Professor Augustine Gubba of the School of Agricultural, Earth and Environmental Sciences (SAEES) has spent a nine-month sabbatical at institutions in the United States (US) where he is strengthening research collaborations that will contribute the latest advances in gene-editing technologies to his research into developing plant virus resistance.
Gubba was awarded the Fellowship in 2019, however delays caused by the COVID-19 pandemic prevented travel and meant he was only able to start the visit in March this year.
He has spent his time as a Fulbright Research Fellow with Professor Matthew Cuttule of Clemson University’s Coastal Research and Education Center (REC) and Dr Kaishu Ling of the United States Department of Agriculture Agricultural Research Service (USDA-ARS) at the US Vegetable Laboratory in Charleston, South Carolina.
Despite a gradual start as the world slowly emerged from the grips of the pandemic, his work has gathered pace and Gubba has engaged fully with research projects with both facilities, also enjoying being based at the Clemson Farm – a facility not dissimilar to UKZN’s Ukulinga Research Farm – for agricultural trials.

§ **Information provided**
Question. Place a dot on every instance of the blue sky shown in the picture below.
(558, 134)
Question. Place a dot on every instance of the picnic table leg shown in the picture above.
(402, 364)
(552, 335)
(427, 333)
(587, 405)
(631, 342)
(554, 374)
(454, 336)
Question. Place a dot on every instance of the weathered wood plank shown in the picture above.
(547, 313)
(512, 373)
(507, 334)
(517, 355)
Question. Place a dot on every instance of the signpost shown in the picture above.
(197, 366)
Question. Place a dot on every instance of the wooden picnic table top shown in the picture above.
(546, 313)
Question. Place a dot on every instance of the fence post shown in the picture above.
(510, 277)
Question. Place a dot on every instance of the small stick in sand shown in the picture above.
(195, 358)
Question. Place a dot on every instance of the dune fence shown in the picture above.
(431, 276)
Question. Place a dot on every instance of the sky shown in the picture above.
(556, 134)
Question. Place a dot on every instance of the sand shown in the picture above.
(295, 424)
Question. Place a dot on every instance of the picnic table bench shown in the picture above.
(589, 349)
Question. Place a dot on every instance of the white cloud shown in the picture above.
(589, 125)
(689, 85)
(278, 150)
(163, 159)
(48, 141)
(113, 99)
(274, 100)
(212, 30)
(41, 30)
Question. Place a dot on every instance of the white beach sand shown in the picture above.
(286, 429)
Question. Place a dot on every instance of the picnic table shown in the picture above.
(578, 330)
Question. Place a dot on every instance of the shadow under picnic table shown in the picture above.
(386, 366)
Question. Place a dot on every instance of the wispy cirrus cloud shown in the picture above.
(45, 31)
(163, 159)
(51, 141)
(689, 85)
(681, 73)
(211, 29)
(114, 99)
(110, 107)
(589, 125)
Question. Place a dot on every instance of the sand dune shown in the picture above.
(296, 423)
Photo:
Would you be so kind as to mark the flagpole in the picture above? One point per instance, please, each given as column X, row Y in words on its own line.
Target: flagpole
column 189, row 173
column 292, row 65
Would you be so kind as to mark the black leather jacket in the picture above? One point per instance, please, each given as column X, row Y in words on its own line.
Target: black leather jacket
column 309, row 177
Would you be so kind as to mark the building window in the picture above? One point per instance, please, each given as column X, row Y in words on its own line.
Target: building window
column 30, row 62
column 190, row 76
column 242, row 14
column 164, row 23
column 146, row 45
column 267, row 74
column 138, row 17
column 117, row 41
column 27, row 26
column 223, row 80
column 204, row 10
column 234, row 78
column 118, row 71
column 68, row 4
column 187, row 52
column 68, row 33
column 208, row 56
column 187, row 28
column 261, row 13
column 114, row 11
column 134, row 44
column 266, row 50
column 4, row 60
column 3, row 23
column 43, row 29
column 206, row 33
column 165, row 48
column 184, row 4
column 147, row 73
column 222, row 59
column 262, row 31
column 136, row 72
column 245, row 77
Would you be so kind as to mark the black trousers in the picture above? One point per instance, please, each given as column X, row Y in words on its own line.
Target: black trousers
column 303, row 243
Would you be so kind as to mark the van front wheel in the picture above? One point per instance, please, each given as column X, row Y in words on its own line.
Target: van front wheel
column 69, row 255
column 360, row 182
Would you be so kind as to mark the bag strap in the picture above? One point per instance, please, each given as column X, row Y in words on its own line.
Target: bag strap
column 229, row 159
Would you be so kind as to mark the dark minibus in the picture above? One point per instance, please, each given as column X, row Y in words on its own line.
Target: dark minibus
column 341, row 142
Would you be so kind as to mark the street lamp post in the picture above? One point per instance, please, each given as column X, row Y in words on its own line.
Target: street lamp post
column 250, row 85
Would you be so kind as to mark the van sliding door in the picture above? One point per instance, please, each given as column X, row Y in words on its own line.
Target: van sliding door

§ **Brief 1**
Answer these from the article on Professor Gubba's sabbatical:
(a) In what year was Gubba awarded the Fellowship?
(b) In which city and state is the US Vegetable Laboratory?
(c) Which UKZN facility is the Clemson Farm compared to?
§ **Brief 2**
Resume the article on Professor Gubba's sabbatical, writing what comes after its final sentence.

§ **Answer box 1**
(a) 2019
(b) Charleston, South Carolina
(c) UKZN's Ukulinga Research Farm

§ **Answer box 2**
At the REC, Gubba and Cuttule carried out surveys to identify weed species that act as reservoirs of viruses infecting vegetable crops grown in South Carolina.
This exercise demonstrated the differences in farming practices in the US and South Africa. Strategies and techniques in the US involve farmers and growers planting a variety of crops, no matter the size of their land, and complementing this crop diversity with the use of technology to enhance farming activities.
Gubba’s interaction with growers presented the chance to share how farming is done in South Africa, and he was able to disseminate findings from the survey during a Clemson University field day and at a meeting of the American Society of Horticultural Sciences in Chicago. While there, Gubba took the opportunity to become acquainted with the iconic city’s renowned architecture and vistas.
With Ling, Gubba is focusing on harnessing the CRISPR-Cas9 gene editing technology to develop plants with resistance to virus infection.
‘This technology has emerged in the last 10 years and is finding utility in many disciplines that seek to manipulate different traits in a number of crops to enhance productivity,’ said Gubba.
‘With the regulatory challenges faced by genetically modified organisms (GMO), gene-edited plants could fill in the technological gap created by the lack of progress associated with GMO plants.’
With the USDA-ARS, Gubba is conducting laboratory, tissue culture and greenhouse work, all of which will help him apply CRISPR-Cas9 technology to his research at UKZN and open opportunities to work with colleagues interested in harnessing this powerful technology.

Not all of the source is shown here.